What you need to do: Retype only what runs from the first line of the listing to the line holding "rough mask: <svg", both included. Do not retype the pictures.

Listed entries:
BEGIN

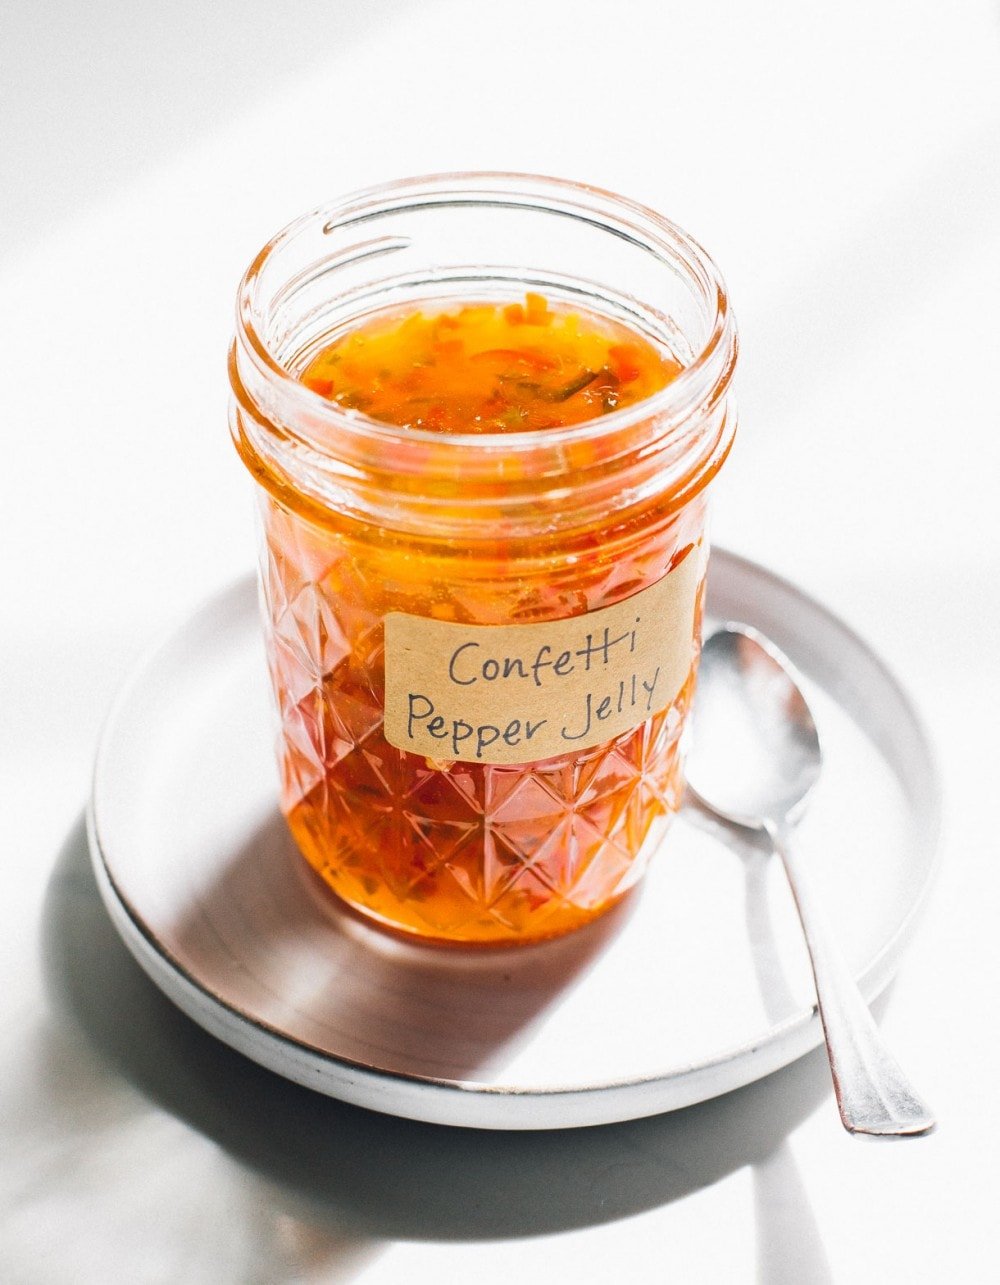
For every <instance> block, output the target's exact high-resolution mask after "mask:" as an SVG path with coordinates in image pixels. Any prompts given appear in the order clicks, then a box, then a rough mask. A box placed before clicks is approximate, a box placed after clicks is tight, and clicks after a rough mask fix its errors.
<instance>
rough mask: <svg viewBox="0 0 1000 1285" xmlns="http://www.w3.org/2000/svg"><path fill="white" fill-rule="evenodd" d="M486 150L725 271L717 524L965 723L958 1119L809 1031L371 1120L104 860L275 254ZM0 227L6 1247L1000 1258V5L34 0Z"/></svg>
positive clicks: (259, 1266)
mask: <svg viewBox="0 0 1000 1285" xmlns="http://www.w3.org/2000/svg"><path fill="white" fill-rule="evenodd" d="M450 168H515V170H533V171H542V172H545V171H548V172H554V173H560V175H566V176H571V177H581V179H586V180H589V181H593V182H596V184H599V185H603V186H608V188H612V189H617V190H621V191H623V193H629V194H631V195H635V197H636V198H639V199H641V200H645V202H647V203H649V204H652V206H654V207H657V208H661V209H663V211H665V212H667V213H668V215H670V216H671V217H674V218H675V220H676V221H677V222H680V224H681V225H683V226H685V227H688V229H689V230H690V231H693V233H694V234H695V235H697V236H698V238H699V239H701V240H702V242H703V243H704V244H706V245H708V247H710V248H711V252H712V253H713V256H715V257H716V258H717V261H719V262H720V265H721V267H722V270H724V274H725V276H726V279H728V283H729V285H730V289H731V294H733V298H734V301H735V306H737V311H738V316H739V321H740V328H742V337H743V355H742V370H740V377H739V388H740V406H742V425H743V427H742V432H740V437H739V439H738V448H737V451H735V454H734V455H733V457H731V461H730V464H729V465H728V468H726V470H725V474H724V478H722V481H721V482H720V484H719V487H717V491H716V497H715V500H716V510H715V511H716V517H715V535H716V538H719V540H720V541H721V542H725V544H728V545H729V546H731V547H734V549H737V550H739V551H742V553H744V554H747V555H749V556H752V558H756V559H758V560H761V562H765V563H767V564H769V565H771V567H774V568H775V569H778V571H780V572H781V573H784V574H787V576H789V577H790V578H793V580H796V581H798V582H799V583H802V585H803V586H805V587H807V589H808V591H810V592H812V594H814V595H815V596H819V598H820V599H823V600H824V601H826V603H828V604H829V605H830V607H833V608H834V609H835V610H838V612H839V613H841V614H842V616H843V617H846V618H847V619H848V621H850V622H851V623H852V625H853V626H855V627H857V628H859V630H860V631H861V632H862V635H865V636H866V637H868V639H869V640H870V641H871V642H874V644H875V646H878V648H879V649H880V650H882V651H883V654H884V655H886V658H887V659H888V660H889V663H891V664H892V666H893V667H895V668H896V671H897V672H898V673H900V675H901V677H902V678H904V680H905V681H906V682H907V684H909V686H910V687H911V690H913V691H914V694H915V695H916V698H918V703H919V705H920V708H922V711H923V713H924V714H925V717H927V721H928V723H929V726H931V730H932V732H933V736H934V740H936V745H937V749H938V753H940V758H941V765H942V770H943V775H945V783H946V792H947V830H946V838H945V852H943V865H942V874H941V876H940V880H938V884H937V888H936V892H934V896H933V899H932V903H931V907H929V911H928V914H927V917H925V920H924V923H923V924H922V928H920V930H919V933H918V935H916V939H915V942H914V944H913V946H911V948H910V951H909V953H907V957H906V960H905V962H904V966H902V970H901V973H900V977H898V979H897V982H896V984H895V987H893V989H892V992H891V996H889V998H888V1002H887V1004H882V1005H880V1007H879V1015H880V1018H882V1020H883V1028H884V1031H886V1033H887V1036H888V1038H889V1041H891V1043H892V1046H893V1047H895V1049H896V1051H897V1055H898V1058H900V1060H901V1061H902V1063H904V1064H905V1065H906V1067H907V1069H909V1070H910V1072H911V1074H913V1077H914V1079H915V1081H916V1082H918V1085H919V1086H920V1088H922V1090H923V1091H924V1094H925V1096H927V1097H928V1100H929V1101H931V1103H932V1104H933V1105H934V1106H936V1108H937V1112H938V1114H940V1119H941V1127H940V1130H938V1131H937V1133H936V1135H933V1136H932V1137H929V1139H925V1140H922V1141H915V1142H909V1144H891V1145H877V1144H864V1142H859V1141H855V1140H851V1139H848V1137H847V1135H844V1133H843V1132H842V1130H841V1126H839V1123H838V1121H837V1117H835V1112H834V1108H833V1103H832V1100H830V1095H829V1090H828V1083H826V1072H825V1068H824V1063H823V1058H821V1055H819V1054H817V1055H814V1056H811V1058H807V1059H805V1060H803V1061H802V1063H799V1064H797V1065H794V1067H793V1068H789V1069H788V1070H785V1072H783V1073H780V1074H778V1076H775V1077H772V1078H771V1079H770V1081H766V1082H763V1083H761V1085H758V1086H754V1087H752V1088H749V1090H746V1091H742V1092H740V1094H735V1095H731V1096H730V1097H728V1099H722V1100H719V1101H716V1103H712V1104H707V1105H704V1106H701V1108H694V1109H692V1110H688V1112H684V1113H680V1114H677V1115H672V1117H662V1118H658V1119H653V1121H645V1122H636V1123H631V1124H626V1126H616V1127H612V1128H607V1130H590V1131H582V1132H573V1133H563V1135H555V1133H550V1135H535V1136H532V1135H527V1136H500V1135H481V1133H467V1132H461V1131H449V1130H441V1128H433V1127H431V1126H419V1124H413V1123H406V1122H397V1121H392V1119H389V1118H383V1117H377V1115H369V1114H366V1113H364V1112H359V1110H355V1109H351V1108H344V1106H341V1105H338V1104H335V1103H328V1101H324V1100H320V1099H315V1097H314V1096H311V1095H308V1094H306V1092H305V1091H302V1090H297V1088H294V1087H293V1086H285V1085H284V1083H283V1082H280V1081H278V1079H276V1078H275V1077H272V1076H270V1074H267V1073H266V1072H262V1070H257V1069H256V1068H253V1067H251V1065H249V1064H244V1063H242V1061H240V1060H239V1059H238V1058H237V1056H235V1055H231V1054H229V1052H228V1051H226V1050H224V1049H221V1047H217V1046H215V1045H213V1042H212V1041H211V1040H210V1038H208V1037H207V1036H204V1034H202V1033H201V1032H199V1031H198V1029H195V1028H194V1027H192V1025H190V1024H189V1023H188V1022H186V1020H185V1019H183V1018H181V1016H180V1015H177V1014H175V1013H174V1010H172V1009H171V1007H170V1006H168V1005H167V1004H166V1001H163V1000H162V998H161V997H159V995H158V992H156V991H154V989H153V988H152V987H150V984H149V983H147V982H145V979H144V978H143V977H141V974H139V973H138V970H136V968H135V965H132V962H131V960H130V957H129V956H126V955H125V952H123V948H122V947H120V946H118V943H117V939H116V938H114V935H113V932H112V929H111V926H109V924H108V921H107V917H105V916H104V914H103V911H102V910H100V908H99V907H98V905H96V902H95V901H94V888H93V880H91V878H90V874H89V870H87V864H86V855H85V840H84V837H82V830H81V820H80V819H81V810H82V807H84V802H85V798H86V793H87V783H89V772H90V765H91V757H93V750H94V743H95V738H96V734H98V729H99V725H100V721H102V716H103V713H104V711H105V708H107V705H108V702H109V699H111V696H112V694H113V691H114V689H116V686H117V685H118V682H120V678H121V676H122V673H123V671H125V669H126V668H127V666H129V664H130V662H131V660H132V659H134V658H135V657H136V655H138V653H139V651H140V650H141V649H143V648H144V646H145V645H147V644H148V642H149V640H150V639H152V637H153V636H156V635H157V632H158V631H159V630H161V628H163V627H166V626H168V625H170V623H171V622H172V621H175V619H177V618H180V617H183V616H184V614H185V613H186V612H188V610H189V609H190V607H192V605H193V604H195V603H197V601H199V600H201V599H202V598H203V596H204V595H207V594H210V592H211V591H212V590H215V589H216V587H217V586H220V585H221V583H224V582H226V581H228V580H230V578H231V577H234V576H235V574H238V573H240V572H242V571H244V569H246V568H247V567H248V565H249V564H251V563H252V558H253V537H252V527H251V511H249V510H251V505H249V487H248V482H247V479H246V475H244V473H243V470H242V468H240V466H239V464H238V461H237V457H235V455H234V452H233V450H231V446H230V443H229V439H228V433H226V423H225V407H226V394H228V388H226V379H225V350H226V344H228V341H229V334H230V325H231V308H233V298H234V290H235V284H237V280H238V278H239V274H240V271H242V269H243V267H244V265H246V262H247V261H248V260H249V257H251V256H252V253H253V252H256V249H257V248H258V245H260V244H261V243H262V242H263V240H265V239H266V236H267V235H270V233H272V231H274V230H276V229H278V227H279V226H281V225H283V224H284V222H285V221H287V220H288V218H290V217H293V216H294V215H297V213H298V212H301V211H303V209H307V208H310V207H312V206H315V204H317V203H320V202H321V200H324V199H326V198H329V197H333V195H337V194H339V193H342V191H346V190H350V189H352V188H356V186H360V185H364V184H369V182H377V181H380V180H383V179H387V177H395V176H398V175H405V173H416V172H428V171H436V170H450ZM0 220H1V221H3V226H1V231H3V235H1V236H0V299H1V301H3V305H1V306H0V416H1V418H3V419H1V423H3V428H1V429H0V433H1V434H3V436H1V437H0V441H1V442H3V456H1V459H3V499H0V523H3V527H1V528H0V538H1V541H3V542H1V544H0V550H3V577H4V590H3V595H1V598H0V610H3V622H1V628H0V691H1V695H0V790H1V792H3V802H1V804H0V835H1V837H3V858H1V861H3V866H1V875H0V878H1V879H3V888H1V892H0V916H1V920H0V977H3V987H0V1031H1V1032H3V1042H1V1043H0V1279H1V1280H4V1281H12V1282H15V1285H22V1282H24V1285H33V1282H44V1285H48V1282H59V1285H62V1282H71V1285H90V1282H95V1285H107V1282H118V1281H122V1282H129V1285H143V1282H183V1285H188V1282H211V1285H229V1282H238V1285H243V1282H266V1285H270V1282H285V1281H288V1282H290V1281H307V1282H328V1281H347V1280H350V1281H355V1280H357V1281H364V1282H371V1285H374V1282H401V1281H405V1282H423V1281H428V1282H429V1281H467V1280H474V1281H476V1282H477V1285H490V1282H501V1281H504V1282H506V1281H510V1280H517V1281H518V1282H521V1285H533V1282H545V1285H550V1282H562V1281H578V1282H605V1281H635V1282H645V1281H679V1282H702V1281H708V1282H716V1281H719V1282H743V1281H748V1282H752V1281H766V1282H778V1281H781V1282H796V1285H802V1282H805V1285H808V1282H814V1281H828V1280H834V1281H838V1282H839V1281H843V1282H859V1281H860V1282H868V1281H879V1282H880V1281H891V1282H895V1281H906V1282H914V1281H931V1282H938V1281H945V1280H950V1281H952V1280H954V1281H961V1282H968V1281H994V1280H997V1279H1000V1249H999V1246H997V1221H999V1219H997V1198H999V1196H1000V1190H999V1187H997V1176H996V1171H997V1158H996V1148H997V1136H999V1133H1000V1110H997V1105H996V1104H997V1097H999V1096H1000V1091H999V1088H997V1072H1000V1036H999V1034H997V1027H996V1022H995V1015H996V1011H997V1010H996V998H995V996H996V986H997V982H999V980H1000V973H999V970H997V946H996V941H997V923H999V921H1000V861H997V853H996V844H995V838H994V834H992V831H991V829H990V828H988V826H987V810H988V807H990V804H991V802H992V801H994V798H995V795H996V783H995V768H996V758H997V749H996V747H997V716H999V714H1000V709H999V708H997V694H996V693H997V677H999V676H997V666H996V657H995V653H996V639H997V635H999V634H1000V590H999V589H997V583H999V582H1000V523H997V517H996V490H997V483H999V482H1000V468H999V465H1000V459H999V452H997V438H999V437H1000V415H999V414H997V394H996V387H995V379H996V375H995V371H996V369H997V356H996V353H997V344H999V343H1000V326H999V325H997V302H996V301H997V297H1000V15H999V14H997V9H996V5H994V4H987V3H986V0H981V3H965V4H941V3H936V4H931V3H924V0H920V3H902V0H897V3H889V0H883V3H877V4H871V3H862V0H842V3H841V4H838V5H824V6H817V5H792V4H780V3H778V0H772V3H765V0H753V3H747V4H742V5H740V4H735V3H733V4H719V3H703V4H694V3H689V4H686V5H680V4H676V3H674V0H621V3H620V4H618V5H612V4H607V3H603V4H598V3H591V0H533V3H532V0H505V3H503V4H496V5H485V4H483V5H474V4H470V3H465V4H463V3H460V0H424V3H422V4H413V3H410V4H406V3H402V0H395V3H393V0H368V3H365V0H324V3H320V0H303V3H301V4H298V5H289V4H275V3H270V4H263V3H262V0H243V3H238V0H216V3H215V4H213V5H212V6H207V5H202V4H198V3H195V0H177V3H175V4H172V5H157V6H154V5H152V4H149V5H126V4H123V3H117V4H116V3H113V0H103V3H95V4H90V5H72V4H69V3H68V0H63V3H62V4H59V3H57V0H39V3H36V4H28V3H19V4H18V3H17V0H15V3H13V4H10V5H5V6H4V10H3V14H1V15H0Z"/></svg>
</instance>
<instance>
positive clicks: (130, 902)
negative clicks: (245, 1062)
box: [90, 550, 940, 1128]
mask: <svg viewBox="0 0 1000 1285" xmlns="http://www.w3.org/2000/svg"><path fill="white" fill-rule="evenodd" d="M710 613H711V616H712V617H713V618H715V619H720V618H730V619H740V621H744V622H748V623H752V625H754V626H756V627H757V628H760V630H762V631H763V632H765V634H767V635H769V636H770V637H772V639H774V640H775V641H776V642H778V645H779V646H780V648H781V649H783V650H784V651H785V653H787V654H788V655H789V657H790V658H792V659H793V660H794V663H796V664H797V667H798V669H799V671H801V672H802V675H803V676H805V678H806V681H807V689H808V690H807V694H808V698H810V700H811V703H812V704H814V707H815V711H816V717H817V721H819V725H820V732H821V736H823V741H824V749H825V754H826V766H825V771H824V776H823V780H821V783H820V786H819V789H817V792H816V795H815V798H814V801H812V803H811V804H810V810H808V813H807V816H806V819H805V820H803V822H802V825H801V828H799V838H801V843H802V847H803V849H805V852H806V853H807V855H808V860H810V862H811V865H812V867H814V874H815V880H816V883H817V884H819V885H820V888H821V891H823V893H824V896H825V901H826V907H828V912H829V917H830V920H832V924H833V926H834V929H835V930H837V934H838V938H839V941H841V944H842V947H843V950H844V952H846V955H847V960H848V962H850V965H851V968H852V970H853V973H855V975H856V977H857V979H859V983H860V986H861V989H862V992H864V993H865V996H866V997H868V998H871V997H874V996H875V995H877V993H878V992H879V991H880V989H882V988H883V987H884V986H886V983H887V982H888V979H889V977H891V975H892V971H893V969H895V966H896V964H897V961H898V957H900V952H901V948H902V946H904V943H905V939H906V937H907V934H909V932H910V929H911V928H913V924H914V920H915V916H916V911H918V908H919V907H920V903H922V901H923V898H924V894H925V892H927V888H928V883H929V879H931V874H932V867H933V862H934V849H936V843H937V831H938V810H940V804H938V793H940V792H938V781H937V775H936V771H934V766H933V761H932V757H931V754H929V752H928V747H927V740H925V738H924V735H923V732H922V730H920V726H919V722H918V720H916V717H915V714H914V712H913V708H911V707H910V704H909V702H907V699H906V696H905V694H904V693H902V691H901V690H900V687H898V685H897V684H896V681H895V680H893V678H892V676H891V675H889V673H888V672H887V669H886V668H884V666H883V664H882V662H880V660H879V659H878V658H877V657H875V655H874V654H873V653H871V651H870V650H869V649H868V648H866V646H865V645H864V644H862V642H861V641H860V640H859V639H857V637H856V636H855V635H853V634H852V632H851V631H850V630H847V628H846V627H844V626H843V625H842V623H839V622H838V621H837V619H835V618H834V617H833V616H830V614H829V613H828V612H826V610H825V609H824V608H823V607H820V605H817V604H816V603H814V601H811V600H810V599H808V598H806V596H805V595H803V594H801V592H799V591H798V590H797V589H794V587H792V586H790V585H788V583H787V582H784V581H781V580H779V578H776V577H775V576H772V574H770V573H769V572H766V571H763V569H762V568H760V567H757V565H754V564H752V563H748V562H746V560H743V559H739V558H737V556H734V555H733V554H728V553H725V551H721V550H716V551H715V554H713V555H712V562H711V571H710ZM711 627H712V622H711V619H710V622H708V625H707V628H710V630H711ZM269 700H270V695H269V691H267V684H266V677H265V663H263V649H262V644H261V641H260V634H258V621H257V604H256V591H254V586H253V583H252V581H251V580H249V578H248V580H246V581H240V582H239V583H238V585H235V586H234V587H233V589H230V590H229V591H226V592H224V594H221V595H219V596H217V598H215V599H212V600H211V601H210V603H208V604H207V605H206V607H203V608H202V610H199V612H198V613H197V614H195V616H194V617H193V618H192V619H190V621H189V622H188V623H186V625H184V627H183V628H181V630H180V631H179V632H177V634H176V635H175V636H174V637H171V639H170V640H168V641H167V642H166V645H163V646H162V648H161V649H159V650H157V651H156V653H154V654H153V655H152V657H150V658H149V659H148V660H147V662H145V663H144V664H141V666H140V668H139V669H138V671H136V673H135V675H134V676H132V677H131V680H130V681H129V682H127V685H126V687H125V690H123V691H122V694H121V696H120V699H118V702H117V704H116V707H114V709H113V712H112V714H111V718H109V721H108V725H107V729H105V731H104V736H103V740H102V744H100V749H99V753H98V762H96V771H95V781H94V795H93V802H91V810H90V842H91V851H93V856H94V865H95V869H96V874H98V882H99V884H100V889H102V894H103V897H104V901H105V903H107V906H108V910H109V912H111V915H112V917H113V920H114V924H116V925H117V928H118V930H120V933H121V934H122V937H123V939H125V942H126V943H127V946H129V947H130V948H131V951H132V953H134V955H135V956H136V959H138V960H139V962H140V964H141V965H143V968H144V969H145V970H147V971H148V973H149V975H150V977H152V978H153V980H154V982H157V984H158V986H159V987H162V989H163V991H165V992H166V993H167V995H168V996H170V997H171V998H172V1000H174V1001H175V1002H176V1004H177V1005H179V1006H180V1007H181V1009H183V1010H184V1011H185V1013H188V1014H189V1015H190V1016H192V1018H193V1019H194V1020H195V1022H198V1023H201V1025H203V1027H204V1028H206V1029H207V1031H210V1032H211V1033H212V1034H215V1036H217V1037H219V1038H220V1040H224V1041H225V1042H226V1043H229V1045H231V1046H233V1047H235V1049H238V1050H239V1051H240V1052H243V1054H246V1055H247V1056H248V1058H252V1059H254V1060H256V1061H258V1063H262V1064H263V1065H266V1067H270V1068H271V1069H272V1070H276V1072H279V1073H280V1074H283V1076H287V1077H288V1078H290V1079H294V1081H298V1082H299V1083H302V1085H307V1086H310V1087H312V1088H316V1090H319V1091H320V1092H324V1094H330V1095H333V1096H335V1097H341V1099H344V1100H346V1101H350V1103H356V1104H359V1105H361V1106H369V1108H373V1109H375V1110H380V1112H389V1113H392V1114H397V1115H406V1117H411V1118H414V1119H423V1121H432V1122H438V1123H447V1124H463V1126H473V1127H479V1128H557V1127H564V1126H582V1124H598V1123H605V1122H611V1121H622V1119H630V1118H634V1117H640V1115H649V1114H654V1113H658V1112H665V1110H672V1109H676V1108H680V1106H686V1105H689V1104H692V1103H695V1101H701V1100H703V1099H707V1097H712V1096H715V1095H717V1094H722V1092H726V1091H729V1090H731V1088H737V1087H738V1086H740V1085H744V1083H747V1082H749V1081H752V1079H757V1078H760V1077H761V1076H766V1074H769V1073H770V1072H771V1070H774V1069H776V1068H778V1067H781V1065H784V1064H787V1063H789V1061H792V1060H793V1059H794V1058H798V1056H799V1055H801V1054H803V1052H805V1051H807V1050H808V1049H811V1047H814V1046H816V1045H817V1043H819V1042H820V1040H821V1031H820V1025H819V1019H817V1016H816V1013H815V1006H814V996H812V989H811V977H810V970H808V960H807V956H806V953H805V947H803V944H802V939H801V933H799V929H798V923H797V919H796V915H794V908H793V905H792V901H790V894H789V892H788V887H787V884H785V882H784V878H783V873H781V869H780V864H779V862H778V861H775V860H770V858H769V857H767V856H766V855H765V853H762V852H761V851H758V849H757V848H754V846H753V844H752V843H751V842H749V840H748V839H746V838H743V837H740V835H737V834H734V833H731V831H726V830H725V829H722V828H720V826H716V825H713V824H711V822H710V821H707V820H706V819H702V817H701V816H699V815H698V813H697V812H695V811H693V810H686V811H685V812H684V813H683V815H681V816H680V817H679V819H677V821H676V822H675V825H674V828H672V830H671V831H670V834H668V835H667V838H666V840H665V843H663V851H662V852H661V853H658V855H657V856H656V858H654V861H653V866H652V871H650V874H649V875H648V878H647V880H645V884H644V885H643V888H641V889H640V891H639V892H636V893H635V894H632V896H631V897H630V898H626V902H623V903H622V905H621V906H620V907H618V908H617V910H616V911H613V912H612V914H611V915H608V916H604V919H603V920H600V921H598V923H596V924H594V925H591V926H590V928H587V929H584V930H582V932H580V933H576V934H573V935H571V937H567V938H563V939H560V941H555V942H550V943H546V944H542V946H535V947H521V948H509V950H485V951H483V950H479V951H476V950H456V948H440V947H438V948H436V947H432V946H420V944H410V943H409V942H405V941H400V939H397V938H395V937H391V935H387V934H384V933H380V932H378V930H377V929H374V928H370V926H368V924H365V923H362V921H361V920H360V919H357V917H356V916H355V915H352V914H350V912H347V911H344V910H342V908H341V907H339V905H338V902H337V901H335V899H334V898H333V897H330V896H329V894H328V893H326V892H325V888H324V887H323V885H320V884H319V882H317V880H316V879H315V876H314V875H312V874H311V871H310V870H308V869H307V867H306V865H305V862H303V861H302V858H301V857H298V855H297V853H296V851H294V848H293V846H292V842H290V839H289V838H288V835H287V831H285V828H284V822H283V821H281V817H280V815H279V813H278V810H276V803H275V788H276V785H275V783H276V772H275V766H274V761H272V739H274V730H272V721H271V714H270V704H269Z"/></svg>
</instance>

END

Exercise output:
For every <instance> block, output the target's exact high-resolution mask after "mask:" as an SVG path with coordinates in image pixels. Any prompts given appear in the order clicks, then a box, then a rough mask. A box placed before clicks is approximate, a box placed after clicks is tight, and clicks after a rough mask fix its errors.
<instance>
rough mask: <svg viewBox="0 0 1000 1285" xmlns="http://www.w3.org/2000/svg"><path fill="white" fill-rule="evenodd" d="M486 150L725 271L717 524L965 723L958 1119L809 1031L371 1120L104 860L275 254ZM0 227L6 1247L1000 1258V5L34 0Z"/></svg>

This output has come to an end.